• **SFIDE**
1) Riscrivi la parte del brano sul Cittadino Amico che si apre con le parole contenenti "Anche nell'intervista che" e si chiude con "di quel qualcosa.", modificandola in modo che "in quiescenza" diventi "in pensione".
2) Elenca tutti i nomi propri di persona e di luogo presenti nel brano sul Cittadino Amico.
3) Prosegui il brano sul Cittadino Amico dopo la sua ultima frase.

• **SELEZIONE**
──────────
Dall'altro, secondo Rotella il Cittadino Amico, nel caso specifico, non esisterebbe:

…possibilità, smentita in maniera assoluta dagli accertamenti, che la notizia del precedente del 1968 fosse stata ottenuta diversamente, per esempio attraverso una confidenza. Analogamente non ha nessun fondamento che sia pervenuto al G.I. dell'epoca (1982) un anonimo, nel quale fosse menzionato in relazione agli omicidi delle coppie, il precedente di Signa.

pur tuttavia, esiste sicuramente il trafiletto di giornale con il quale i carabinieri gli richiesero ulteriore collaborazione; sarebbe allora un tentativo di depistaggio condotto dagli stessi Carabinieri?

Anche nell'intervista che Davide Rossi richiese ad un carabiniere in quiescenza, ai tempi in servizio alla caserma Corsi, il quale asserisce di aver visto il ritaglio di giornale con i propri occhi, lo stesso afferma di non avere idea riguardo a cosa possa riferirsi l'espressione "Cittadino Amico", del quale non avrebbe mai sentito parlare; ma non conoscere l'esistenza di qualcosa non equivale in alcun modo a conoscere la non esistenza di quel qualcosa.

Il fatto che il carabiniere intervistato non abbia idea di cosa sia un "Cittadino Amico" non può voler dire in alcun modo che esso non esista, tanto più che é stato pubblicato il trafiletto sul giornale.
──────────
(Righe di un dataset di annotazione)
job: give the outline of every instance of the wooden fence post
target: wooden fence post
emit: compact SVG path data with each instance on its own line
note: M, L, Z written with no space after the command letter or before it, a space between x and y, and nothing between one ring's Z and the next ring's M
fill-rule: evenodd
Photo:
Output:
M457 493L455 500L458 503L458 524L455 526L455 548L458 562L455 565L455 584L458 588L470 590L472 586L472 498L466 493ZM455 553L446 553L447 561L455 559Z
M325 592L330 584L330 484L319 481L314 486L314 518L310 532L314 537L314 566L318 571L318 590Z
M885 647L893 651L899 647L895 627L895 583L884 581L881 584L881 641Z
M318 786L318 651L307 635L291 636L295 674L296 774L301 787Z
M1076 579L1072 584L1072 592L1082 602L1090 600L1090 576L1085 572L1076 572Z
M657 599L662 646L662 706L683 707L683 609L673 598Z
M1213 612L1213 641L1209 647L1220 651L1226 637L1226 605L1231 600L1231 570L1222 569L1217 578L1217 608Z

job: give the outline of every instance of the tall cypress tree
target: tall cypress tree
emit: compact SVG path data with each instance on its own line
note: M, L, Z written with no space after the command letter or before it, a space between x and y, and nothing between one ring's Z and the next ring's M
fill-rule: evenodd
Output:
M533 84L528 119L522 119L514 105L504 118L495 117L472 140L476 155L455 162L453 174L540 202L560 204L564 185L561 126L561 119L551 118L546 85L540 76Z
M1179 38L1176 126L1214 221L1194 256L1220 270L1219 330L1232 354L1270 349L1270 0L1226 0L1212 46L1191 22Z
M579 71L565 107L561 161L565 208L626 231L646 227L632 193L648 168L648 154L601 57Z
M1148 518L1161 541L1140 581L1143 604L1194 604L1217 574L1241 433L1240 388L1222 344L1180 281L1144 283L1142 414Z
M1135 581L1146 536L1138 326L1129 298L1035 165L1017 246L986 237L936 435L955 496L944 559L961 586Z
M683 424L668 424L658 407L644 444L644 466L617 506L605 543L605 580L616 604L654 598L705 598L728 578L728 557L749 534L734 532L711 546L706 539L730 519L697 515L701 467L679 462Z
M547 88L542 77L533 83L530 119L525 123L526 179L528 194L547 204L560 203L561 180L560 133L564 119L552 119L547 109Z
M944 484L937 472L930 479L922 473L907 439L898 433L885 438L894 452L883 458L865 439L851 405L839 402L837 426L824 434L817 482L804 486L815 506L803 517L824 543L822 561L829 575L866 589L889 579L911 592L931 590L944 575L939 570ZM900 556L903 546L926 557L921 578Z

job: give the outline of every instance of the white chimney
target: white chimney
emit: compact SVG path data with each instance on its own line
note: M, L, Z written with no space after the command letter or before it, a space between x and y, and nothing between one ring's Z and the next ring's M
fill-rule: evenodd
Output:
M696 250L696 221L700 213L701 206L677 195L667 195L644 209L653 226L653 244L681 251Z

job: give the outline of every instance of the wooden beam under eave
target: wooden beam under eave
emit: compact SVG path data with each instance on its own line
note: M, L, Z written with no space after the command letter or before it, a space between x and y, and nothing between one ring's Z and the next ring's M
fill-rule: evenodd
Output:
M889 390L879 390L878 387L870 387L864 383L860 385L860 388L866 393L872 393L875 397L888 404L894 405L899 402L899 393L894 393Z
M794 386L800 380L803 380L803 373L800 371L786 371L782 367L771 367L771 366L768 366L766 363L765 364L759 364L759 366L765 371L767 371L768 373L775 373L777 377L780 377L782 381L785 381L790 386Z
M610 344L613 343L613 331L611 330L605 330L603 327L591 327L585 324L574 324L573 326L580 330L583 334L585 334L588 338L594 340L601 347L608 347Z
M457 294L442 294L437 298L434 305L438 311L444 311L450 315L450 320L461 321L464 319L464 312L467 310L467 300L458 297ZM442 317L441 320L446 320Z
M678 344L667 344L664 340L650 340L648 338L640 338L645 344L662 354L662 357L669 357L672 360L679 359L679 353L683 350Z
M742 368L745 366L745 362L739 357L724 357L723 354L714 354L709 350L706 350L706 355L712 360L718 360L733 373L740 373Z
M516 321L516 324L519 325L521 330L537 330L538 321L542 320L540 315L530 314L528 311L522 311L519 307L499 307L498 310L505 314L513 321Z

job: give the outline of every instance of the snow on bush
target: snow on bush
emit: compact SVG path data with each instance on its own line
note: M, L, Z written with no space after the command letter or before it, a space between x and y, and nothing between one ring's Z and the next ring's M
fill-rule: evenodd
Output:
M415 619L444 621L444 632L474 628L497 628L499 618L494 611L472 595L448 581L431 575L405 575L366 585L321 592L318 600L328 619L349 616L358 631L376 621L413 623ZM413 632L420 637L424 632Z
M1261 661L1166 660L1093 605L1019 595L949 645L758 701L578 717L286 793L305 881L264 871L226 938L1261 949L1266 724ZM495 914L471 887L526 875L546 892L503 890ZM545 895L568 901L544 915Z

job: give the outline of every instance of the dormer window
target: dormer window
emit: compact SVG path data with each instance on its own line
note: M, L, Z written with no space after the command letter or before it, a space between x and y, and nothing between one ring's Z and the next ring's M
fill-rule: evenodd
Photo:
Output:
──────────
• **RISPOSTE FINALI**
1)
Anche nell'intervista che Davide Rossi richiese ad un carabiniere in pensione, ai tempi in servizio alla caserma Corsi, il quale asserisce di aver visto il ritaglio di giornale con i propri occhi, lo stesso afferma di non avere idea riguardo a cosa possa riferirsi l'espressione "Cittadino Amico", del quale non avrebbe mai sentito parlare; ma non conoscere l'esistenza di qualcosa non equivale in alcun modo a conoscere la non esistenza di quel qualcosa.

2) Rotella, Davide Rossi, Signa, caserma Corsi

3)
Ma a proposito del ritaglio, in tale intervista Davide Rossi chiede esplicitamente, del ritaglio di giornale:

“Lei lo ha visto?”

“Con i miei occhi”


Prendiamo allora in considerazione proprio tale intervista, nella quale il carabiniere in quiescenza che viene intervistato riferisce di aver visto "con i propri occhi" il ritaglio di giornale; riguardo ad essa, si hanno solo tre possibilità, e nessun'altra:

1) Davide Rossi mente (nessun carabiniere che abbia visto il ritaglio di giornale é mai stato intervistato)

2) il carabiniere mente (il carabiniere ha effettivamente dichiarato a Davide Rossi di aver visto il ritaglio di giornale con i propri occhi, ma in realtà non vide un bel nulla)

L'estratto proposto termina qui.